Each line of the listing is to be copied exactly.

[EXTRACTED ENTRIES]
▬▬▬

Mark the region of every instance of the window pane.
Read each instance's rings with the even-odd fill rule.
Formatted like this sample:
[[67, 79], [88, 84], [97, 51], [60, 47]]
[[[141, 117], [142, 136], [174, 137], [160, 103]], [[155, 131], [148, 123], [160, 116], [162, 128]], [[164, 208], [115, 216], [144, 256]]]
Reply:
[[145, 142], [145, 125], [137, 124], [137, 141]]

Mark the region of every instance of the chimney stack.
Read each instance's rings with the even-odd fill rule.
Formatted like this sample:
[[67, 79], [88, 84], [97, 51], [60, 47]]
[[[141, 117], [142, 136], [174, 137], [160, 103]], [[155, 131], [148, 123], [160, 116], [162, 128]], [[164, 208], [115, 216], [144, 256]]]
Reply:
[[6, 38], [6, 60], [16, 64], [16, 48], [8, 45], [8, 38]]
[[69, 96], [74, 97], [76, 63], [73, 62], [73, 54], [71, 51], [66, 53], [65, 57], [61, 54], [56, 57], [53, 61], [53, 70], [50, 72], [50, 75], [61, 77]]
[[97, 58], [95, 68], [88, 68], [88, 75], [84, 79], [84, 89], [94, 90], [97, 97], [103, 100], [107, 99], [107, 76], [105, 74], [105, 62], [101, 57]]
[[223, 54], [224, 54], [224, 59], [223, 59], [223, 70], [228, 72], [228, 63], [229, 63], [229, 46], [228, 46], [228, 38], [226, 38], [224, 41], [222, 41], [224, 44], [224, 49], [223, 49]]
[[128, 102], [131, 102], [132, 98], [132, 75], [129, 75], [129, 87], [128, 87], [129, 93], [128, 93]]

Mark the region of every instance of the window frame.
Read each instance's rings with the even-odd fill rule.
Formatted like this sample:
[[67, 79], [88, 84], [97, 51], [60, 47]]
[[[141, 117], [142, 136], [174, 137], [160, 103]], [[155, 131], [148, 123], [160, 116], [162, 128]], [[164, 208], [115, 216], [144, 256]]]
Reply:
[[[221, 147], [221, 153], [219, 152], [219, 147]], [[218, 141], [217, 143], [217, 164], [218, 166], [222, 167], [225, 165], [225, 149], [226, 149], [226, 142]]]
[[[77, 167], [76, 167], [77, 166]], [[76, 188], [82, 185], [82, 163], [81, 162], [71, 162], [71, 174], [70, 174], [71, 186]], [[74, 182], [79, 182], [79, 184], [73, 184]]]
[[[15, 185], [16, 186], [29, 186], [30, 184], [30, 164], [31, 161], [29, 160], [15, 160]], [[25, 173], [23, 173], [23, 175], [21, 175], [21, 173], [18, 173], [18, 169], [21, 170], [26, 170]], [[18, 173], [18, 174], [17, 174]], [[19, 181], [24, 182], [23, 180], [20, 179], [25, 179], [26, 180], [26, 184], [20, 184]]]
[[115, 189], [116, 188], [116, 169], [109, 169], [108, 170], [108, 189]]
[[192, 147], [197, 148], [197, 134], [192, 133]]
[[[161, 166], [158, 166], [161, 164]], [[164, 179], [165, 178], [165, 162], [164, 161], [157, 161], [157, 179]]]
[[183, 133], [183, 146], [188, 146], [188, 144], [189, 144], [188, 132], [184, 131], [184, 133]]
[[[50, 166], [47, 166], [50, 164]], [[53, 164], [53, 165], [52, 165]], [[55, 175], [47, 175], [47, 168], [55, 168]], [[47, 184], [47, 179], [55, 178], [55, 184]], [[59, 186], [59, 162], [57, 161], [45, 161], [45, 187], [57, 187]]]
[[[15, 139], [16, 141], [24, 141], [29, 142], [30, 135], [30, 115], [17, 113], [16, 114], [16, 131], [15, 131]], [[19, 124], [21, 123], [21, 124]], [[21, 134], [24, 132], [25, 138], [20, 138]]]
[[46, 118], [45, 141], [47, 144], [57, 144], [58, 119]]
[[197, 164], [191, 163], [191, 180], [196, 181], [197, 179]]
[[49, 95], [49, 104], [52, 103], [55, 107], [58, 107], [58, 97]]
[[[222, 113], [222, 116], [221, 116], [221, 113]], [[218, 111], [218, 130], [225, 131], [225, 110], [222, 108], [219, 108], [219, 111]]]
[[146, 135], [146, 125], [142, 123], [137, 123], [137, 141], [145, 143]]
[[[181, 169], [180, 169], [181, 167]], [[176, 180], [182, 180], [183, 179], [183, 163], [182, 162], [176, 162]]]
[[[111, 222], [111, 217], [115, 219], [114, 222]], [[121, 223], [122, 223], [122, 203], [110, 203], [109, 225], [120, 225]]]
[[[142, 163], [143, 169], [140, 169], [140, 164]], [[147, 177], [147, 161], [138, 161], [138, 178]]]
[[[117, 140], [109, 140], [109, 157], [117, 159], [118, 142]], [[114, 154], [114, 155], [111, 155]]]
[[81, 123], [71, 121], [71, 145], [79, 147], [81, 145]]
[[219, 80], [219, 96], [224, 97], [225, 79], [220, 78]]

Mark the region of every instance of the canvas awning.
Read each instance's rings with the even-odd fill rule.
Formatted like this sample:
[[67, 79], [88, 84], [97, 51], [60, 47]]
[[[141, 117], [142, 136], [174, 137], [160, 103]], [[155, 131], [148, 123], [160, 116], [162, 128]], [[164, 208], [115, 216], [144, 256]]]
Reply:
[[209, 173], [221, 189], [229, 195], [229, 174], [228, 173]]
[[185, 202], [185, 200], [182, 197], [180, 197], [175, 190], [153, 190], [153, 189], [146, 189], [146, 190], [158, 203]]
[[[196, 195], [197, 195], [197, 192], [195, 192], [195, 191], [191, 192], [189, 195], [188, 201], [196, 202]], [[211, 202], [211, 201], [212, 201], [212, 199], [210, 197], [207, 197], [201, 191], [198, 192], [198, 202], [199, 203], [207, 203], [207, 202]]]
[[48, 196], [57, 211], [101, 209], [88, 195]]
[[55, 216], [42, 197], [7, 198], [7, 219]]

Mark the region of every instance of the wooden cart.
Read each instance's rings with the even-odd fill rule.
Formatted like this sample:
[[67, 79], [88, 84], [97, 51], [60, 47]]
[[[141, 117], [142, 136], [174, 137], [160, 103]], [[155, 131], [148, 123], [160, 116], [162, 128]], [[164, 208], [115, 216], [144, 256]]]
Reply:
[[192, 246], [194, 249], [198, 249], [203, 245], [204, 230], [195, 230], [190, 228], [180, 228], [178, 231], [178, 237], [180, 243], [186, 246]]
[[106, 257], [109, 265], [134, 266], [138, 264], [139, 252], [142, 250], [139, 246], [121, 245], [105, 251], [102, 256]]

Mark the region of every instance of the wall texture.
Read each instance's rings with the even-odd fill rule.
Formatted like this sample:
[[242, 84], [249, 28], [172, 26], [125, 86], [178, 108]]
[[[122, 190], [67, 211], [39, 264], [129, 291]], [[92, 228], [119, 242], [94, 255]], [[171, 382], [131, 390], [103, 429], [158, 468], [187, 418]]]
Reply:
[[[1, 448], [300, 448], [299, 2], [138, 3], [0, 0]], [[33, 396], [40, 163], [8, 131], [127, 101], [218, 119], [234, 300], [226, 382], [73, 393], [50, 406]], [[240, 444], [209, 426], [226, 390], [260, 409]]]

▬▬▬

[SOLUTION TO THIS TASK]
Mark the region of every instance of the window pane.
Read each instance's rings with the even-odd fill rule.
Formatted like this sample:
[[67, 79], [88, 84], [97, 51], [60, 47]]
[[[141, 117], [142, 136], [174, 137], [160, 103]], [[155, 131], [148, 123], [160, 116], [162, 128]], [[164, 208], [115, 216], [144, 256]]]
Reply:
[[145, 142], [145, 125], [137, 124], [137, 141]]

Mark the region of every instance of the chimney stack.
Read each instance's rings with the even-odd fill rule.
Formatted like this sample:
[[67, 79], [88, 84], [97, 51], [60, 47]]
[[[141, 117], [142, 136], [174, 137], [160, 103]], [[155, 131], [148, 123], [160, 116], [162, 128]], [[164, 208], [115, 216], [144, 256]]]
Reply:
[[6, 38], [6, 60], [16, 64], [16, 48], [8, 45], [8, 38]]
[[69, 96], [74, 97], [76, 63], [73, 62], [73, 54], [71, 51], [66, 53], [65, 57], [61, 54], [56, 57], [53, 61], [53, 70], [50, 72], [50, 75], [61, 77]]
[[97, 58], [95, 68], [88, 68], [88, 75], [84, 79], [84, 89], [94, 90], [97, 97], [103, 100], [107, 99], [107, 76], [105, 74], [105, 62], [101, 57]]
[[223, 54], [224, 54], [224, 59], [223, 59], [223, 70], [228, 72], [228, 63], [229, 63], [229, 46], [228, 46], [228, 38], [226, 38], [224, 41], [222, 41], [224, 44], [224, 49], [223, 49]]
[[128, 102], [131, 102], [132, 98], [132, 75], [129, 75], [129, 87], [128, 87], [129, 93], [128, 93]]

Mark the region of every instance of the window frame.
Read each instance's rings with the even-odd fill rule.
Formatted like this sample:
[[67, 79], [88, 84], [97, 51], [60, 47]]
[[[141, 117], [142, 136], [174, 137], [160, 103]], [[155, 131], [148, 123], [160, 116], [162, 128]], [[164, 208], [115, 216], [144, 256]]]
Reply:
[[[221, 147], [221, 153], [219, 152], [219, 147]], [[218, 141], [217, 143], [217, 164], [218, 166], [222, 167], [225, 165], [225, 149], [226, 149], [226, 142]]]
[[[77, 167], [76, 167], [77, 166]], [[76, 188], [82, 185], [82, 163], [81, 162], [71, 162], [71, 174], [70, 174], [71, 186]], [[74, 182], [79, 182], [79, 184], [73, 184]]]
[[[15, 185], [16, 186], [29, 186], [30, 184], [30, 164], [31, 161], [29, 160], [15, 160]], [[25, 173], [23, 173], [23, 175], [21, 175], [21, 173], [18, 173], [18, 169], [21, 170], [26, 170]], [[18, 173], [18, 174], [17, 174]], [[19, 181], [24, 182], [23, 180], [20, 179], [25, 179], [26, 180], [26, 184], [20, 184]]]
[[115, 189], [116, 188], [116, 169], [109, 169], [108, 170], [108, 189]]
[[192, 147], [197, 148], [197, 134], [192, 133]]
[[[161, 166], [158, 166], [161, 164]], [[164, 179], [165, 178], [165, 162], [164, 161], [157, 161], [157, 179]]]
[[183, 133], [183, 146], [188, 146], [188, 144], [189, 144], [188, 132], [184, 131], [184, 133]]
[[[50, 166], [47, 166], [50, 164]], [[53, 164], [53, 165], [52, 165]], [[55, 175], [47, 175], [47, 168], [55, 168]], [[47, 184], [47, 179], [55, 178], [55, 184]], [[59, 186], [59, 162], [57, 161], [45, 161], [45, 187], [57, 187]]]
[[[15, 139], [16, 141], [24, 141], [29, 142], [30, 135], [30, 115], [17, 113], [16, 114], [16, 131], [15, 131]], [[19, 124], [21, 123], [21, 124]], [[21, 134], [24, 132], [25, 138], [20, 138]]]
[[46, 118], [45, 141], [47, 144], [57, 144], [58, 119]]
[[197, 164], [191, 163], [191, 180], [196, 181], [197, 179]]
[[49, 95], [49, 104], [52, 103], [55, 107], [58, 107], [58, 97]]
[[[222, 113], [222, 116], [221, 116], [221, 113]], [[218, 111], [218, 130], [225, 131], [225, 110], [222, 108], [219, 108], [219, 111]]]
[[146, 135], [146, 125], [142, 123], [137, 123], [137, 141], [145, 143]]
[[[181, 169], [180, 169], [181, 167]], [[176, 180], [182, 180], [183, 179], [183, 163], [182, 162], [176, 162]]]
[[[111, 222], [111, 217], [115, 219], [114, 222]], [[121, 223], [122, 223], [122, 203], [110, 203], [109, 225], [120, 225]]]
[[[142, 163], [143, 169], [140, 169], [140, 164]], [[147, 177], [147, 161], [138, 161], [138, 178]]]
[[[117, 140], [109, 140], [109, 157], [117, 159], [118, 142]], [[114, 154], [114, 155], [111, 155]]]
[[81, 123], [71, 121], [71, 145], [79, 147], [81, 145]]
[[219, 80], [219, 96], [224, 97], [225, 79], [220, 78]]

Mark the region of every instance of the canvas awning.
Read each instance's rings with the even-odd fill rule.
Formatted like this sample:
[[67, 79], [88, 84], [97, 51], [60, 47]]
[[[141, 117], [142, 136], [174, 137], [160, 103]], [[155, 131], [148, 123], [160, 116], [162, 128]], [[164, 208], [115, 216], [144, 256]]]
Reply:
[[209, 173], [221, 189], [229, 195], [229, 174], [228, 173]]
[[185, 202], [185, 200], [182, 197], [180, 197], [175, 190], [153, 190], [153, 189], [146, 189], [146, 190], [158, 203]]
[[[196, 195], [197, 195], [197, 192], [195, 192], [195, 191], [191, 192], [189, 195], [188, 201], [196, 202]], [[211, 202], [211, 201], [212, 201], [212, 199], [210, 197], [207, 197], [201, 191], [198, 192], [198, 202], [199, 203], [207, 203], [207, 202]]]
[[48, 196], [57, 211], [101, 209], [88, 195]]
[[55, 216], [42, 197], [7, 198], [7, 219]]

Mark the region of every instance of the wooden cart.
Read each instance's rings with the even-odd fill rule.
Formatted like this sample:
[[67, 79], [88, 84], [97, 51], [60, 47]]
[[[141, 117], [142, 136], [174, 137], [160, 103]], [[155, 131], [148, 123], [160, 116], [162, 128]], [[164, 208], [115, 216], [144, 256]]]
Reply:
[[192, 246], [194, 249], [198, 249], [203, 245], [204, 230], [195, 230], [190, 228], [180, 228], [178, 231], [178, 237], [180, 243], [186, 246]]
[[106, 257], [109, 265], [134, 266], [138, 264], [139, 252], [142, 250], [139, 246], [121, 245], [105, 251], [102, 256]]

Mark the region of every instance of the wall texture.
Read each instance's rings with the even-odd fill rule.
Formatted like this sample:
[[242, 84], [249, 28], [172, 26], [125, 86], [178, 108]]
[[[122, 190], [67, 211], [39, 264], [129, 291]], [[92, 228], [119, 242], [94, 255]], [[171, 382], [131, 390], [103, 429], [158, 468], [187, 418]]]
Reply:
[[[1, 448], [300, 448], [299, 2], [138, 3], [0, 0]], [[33, 396], [40, 163], [8, 131], [127, 101], [218, 119], [234, 300], [226, 382], [73, 393], [50, 406]], [[240, 444], [209, 426], [226, 390], [260, 409]]]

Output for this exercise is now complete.